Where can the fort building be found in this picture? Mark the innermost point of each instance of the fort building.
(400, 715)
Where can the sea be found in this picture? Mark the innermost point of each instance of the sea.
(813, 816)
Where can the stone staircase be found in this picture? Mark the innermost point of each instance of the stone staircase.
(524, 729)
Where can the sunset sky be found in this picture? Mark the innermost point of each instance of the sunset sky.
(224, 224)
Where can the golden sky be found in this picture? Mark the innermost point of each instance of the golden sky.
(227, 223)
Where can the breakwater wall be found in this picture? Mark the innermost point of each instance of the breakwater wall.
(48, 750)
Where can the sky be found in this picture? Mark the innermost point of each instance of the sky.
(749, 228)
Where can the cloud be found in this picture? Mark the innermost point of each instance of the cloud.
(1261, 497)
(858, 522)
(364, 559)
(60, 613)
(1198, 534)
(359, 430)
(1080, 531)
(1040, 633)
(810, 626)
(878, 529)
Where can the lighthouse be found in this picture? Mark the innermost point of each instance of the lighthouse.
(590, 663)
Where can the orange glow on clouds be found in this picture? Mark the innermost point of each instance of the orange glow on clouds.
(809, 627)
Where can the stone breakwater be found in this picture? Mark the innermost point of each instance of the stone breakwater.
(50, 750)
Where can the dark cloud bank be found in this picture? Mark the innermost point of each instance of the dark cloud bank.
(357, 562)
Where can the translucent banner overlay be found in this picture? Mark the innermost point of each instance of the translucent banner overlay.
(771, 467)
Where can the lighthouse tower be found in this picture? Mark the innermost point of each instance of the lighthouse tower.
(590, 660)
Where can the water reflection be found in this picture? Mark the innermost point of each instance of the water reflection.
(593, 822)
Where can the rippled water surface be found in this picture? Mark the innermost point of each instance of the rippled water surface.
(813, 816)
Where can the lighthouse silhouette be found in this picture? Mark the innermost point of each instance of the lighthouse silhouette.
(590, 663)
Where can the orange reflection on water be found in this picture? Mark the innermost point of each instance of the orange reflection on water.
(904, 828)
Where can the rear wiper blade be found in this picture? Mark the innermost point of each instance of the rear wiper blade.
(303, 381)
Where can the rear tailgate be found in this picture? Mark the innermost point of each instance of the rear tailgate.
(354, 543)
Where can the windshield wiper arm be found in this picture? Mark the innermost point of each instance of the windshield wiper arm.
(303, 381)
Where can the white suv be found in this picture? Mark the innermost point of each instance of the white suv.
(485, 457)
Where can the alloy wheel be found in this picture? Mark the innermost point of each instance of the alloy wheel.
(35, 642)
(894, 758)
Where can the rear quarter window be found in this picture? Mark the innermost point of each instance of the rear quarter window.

• • • • •

(Task prompt) Reproduce the data above word for word, keeping every line in its original order.

(Answer in full)
Where can the fort building be found in this picture? Mark the innermost point of each instance of the fort building.
(400, 715)
Where can the sea be found in this picture? Mark the innermost point of each instance of the sea.
(813, 816)
Where can the stone staircase be found in this picture? Mark the innermost point of each instance of the stone staircase.
(524, 729)
Where can the sunset sky be found in this picture? Mark the innermost point of each instance of the sunset sky.
(224, 224)
Where can the golden sky be found in this picture? Mark the innermost point of each instance of the golden sky.
(227, 223)
Where can the breakwater wall be found in this picture? Mark the innermost point of each instance of the breakwater wall.
(48, 750)
Where can the sky be found in this picture? Mark the innermost point of each instance of the sky.
(749, 228)
Where can the cloud be found in this picture? Mark the innermost point of each instance of the cloud.
(1261, 497)
(858, 522)
(364, 559)
(60, 613)
(1198, 534)
(359, 430)
(1080, 531)
(1040, 633)
(810, 626)
(878, 529)
Where can the lighthouse be found in this picture? Mark the innermost point of each instance of the lighthouse.
(590, 663)
Where can the orange glow on clouds be found in this picture? Mark the innermost point of each instance of the orange glow on clouds.
(809, 627)
Where can the stone breakwater be found in this picture? Mark the innermost point of each instance of the stone breakwater.
(50, 750)
Where can the dark cloud bank be found in this picture? Mark the innermost point of each instance of the dark cloud bank.
(357, 562)
Where can the translucent banner overlay be found in this picture? Mark the innermost point of each instance of the translucent banner overlay.
(771, 467)
Where can the lighthouse tower be found in this picture? Mark the innermost point of each instance of the lighthouse tower.
(590, 660)
Where can the water reflection be found in this picture? Mark the innermost point of each instance of the water reflection.
(593, 822)
Where can the rippled water surface be found in this picture? Mark the innermost point of each instance of the rippled water surface.
(813, 816)
Where can the lighthouse silhouette be found in this picture? Mark the innermost point of each instance of the lighthouse silhouette.
(590, 663)
Where can the orange reflection on water be found in this picture? Mark the innermost point of each instance of the orange reflection on water.
(904, 828)
Where can the rear wiper blade be found in this picture? Mark the innermost point of each instance of the rear wiper blade.
(303, 381)
Where can the rear tailgate be found in this picture? Mark the innermost point of each instance of the rear tailgate.
(354, 543)
Where can the windshield wiper arm be found in this picture? Mark the innermost point of each instance of the windshield wiper arm.
(303, 381)
Where can the white suv be found in this picture? Mark the innermost point of each instance of the white suv.
(485, 457)
Where can the alloy wheel be found in this picture? Mark the innermost point of each instance of the alloy wheel.
(35, 642)
(894, 758)
Where can the rear quarter window be found in this picture? Mark the innermost point of each instance of the rear quarter window.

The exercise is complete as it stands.